[Dataset entries]
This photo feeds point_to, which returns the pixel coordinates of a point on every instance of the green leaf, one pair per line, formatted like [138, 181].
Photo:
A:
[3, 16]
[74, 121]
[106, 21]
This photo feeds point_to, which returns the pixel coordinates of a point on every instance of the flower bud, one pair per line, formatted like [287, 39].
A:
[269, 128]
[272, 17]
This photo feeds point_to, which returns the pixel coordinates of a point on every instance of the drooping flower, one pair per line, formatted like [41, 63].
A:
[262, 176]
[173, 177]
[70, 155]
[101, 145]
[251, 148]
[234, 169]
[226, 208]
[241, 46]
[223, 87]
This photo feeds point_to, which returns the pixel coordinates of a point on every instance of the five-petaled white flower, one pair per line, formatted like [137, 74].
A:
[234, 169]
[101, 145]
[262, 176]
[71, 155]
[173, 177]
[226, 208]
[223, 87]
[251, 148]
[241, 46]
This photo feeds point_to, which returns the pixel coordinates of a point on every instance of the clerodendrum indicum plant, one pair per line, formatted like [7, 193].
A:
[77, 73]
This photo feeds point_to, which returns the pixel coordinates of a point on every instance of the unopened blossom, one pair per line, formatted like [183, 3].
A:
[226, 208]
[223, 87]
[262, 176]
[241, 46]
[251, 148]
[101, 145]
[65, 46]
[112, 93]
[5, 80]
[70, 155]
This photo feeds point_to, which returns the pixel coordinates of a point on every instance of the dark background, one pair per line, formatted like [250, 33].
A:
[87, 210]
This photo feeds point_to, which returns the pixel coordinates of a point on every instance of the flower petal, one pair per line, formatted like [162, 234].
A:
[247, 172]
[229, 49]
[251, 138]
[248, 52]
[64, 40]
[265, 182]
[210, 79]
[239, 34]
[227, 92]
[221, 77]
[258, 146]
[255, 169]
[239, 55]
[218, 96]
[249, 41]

> **Required action**:
An exact restatement of the data above is required.

> **The completed task**:
This photo feeds point_to, which returns the pixel coordinates of a point on every instance of the green leaf, one pair per line, formatted like [138, 181].
Photo:
A:
[3, 16]
[74, 121]
[106, 21]
This photo feeds point_to, which returns the pixel coordinates of a point on every instance of the flower bud, one pair per line, formatted like [287, 39].
A:
[269, 128]
[272, 17]
This photo feeds point_to, which returns the pixel coordinates of a point on every instance of the drooping flower, one pair per line, formatted like [41, 63].
A:
[262, 176]
[173, 177]
[70, 155]
[101, 145]
[251, 148]
[234, 169]
[226, 208]
[241, 46]
[223, 87]
This photo feeds point_to, which returns the pixel coordinates of a point on every instance of the five-petaled white flower, one pair per line, formatted like [137, 74].
A:
[234, 169]
[101, 145]
[262, 176]
[71, 155]
[173, 177]
[226, 208]
[223, 87]
[251, 148]
[241, 46]
This photo feeds point_to, which returns the pixel coordinates of a point on every instance of the clerodendrum indicum plant, one pair per line, formatted like [7, 193].
A:
[77, 73]
This photo feeds point_to, which returns the pixel coordinates of a point on every instance of the unopened blossom, one pair per line, formatted like [183, 3].
A:
[226, 208]
[223, 87]
[262, 176]
[241, 46]
[251, 148]
[101, 145]
[65, 46]
[112, 93]
[5, 80]
[70, 155]
This photo feeds point_to, which returns the pixel coordinates of a point on every instance of the dark background, one pair per line, formatted like [250, 33].
A:
[87, 210]
This photo feeds point_to, which returns the pixel coordinates of a point on every instance of the flower petal, one pair per line, formatted like [162, 234].
A:
[247, 172]
[229, 49]
[251, 138]
[248, 52]
[64, 40]
[265, 182]
[210, 79]
[239, 34]
[227, 92]
[221, 77]
[258, 146]
[255, 169]
[239, 55]
[218, 96]
[249, 41]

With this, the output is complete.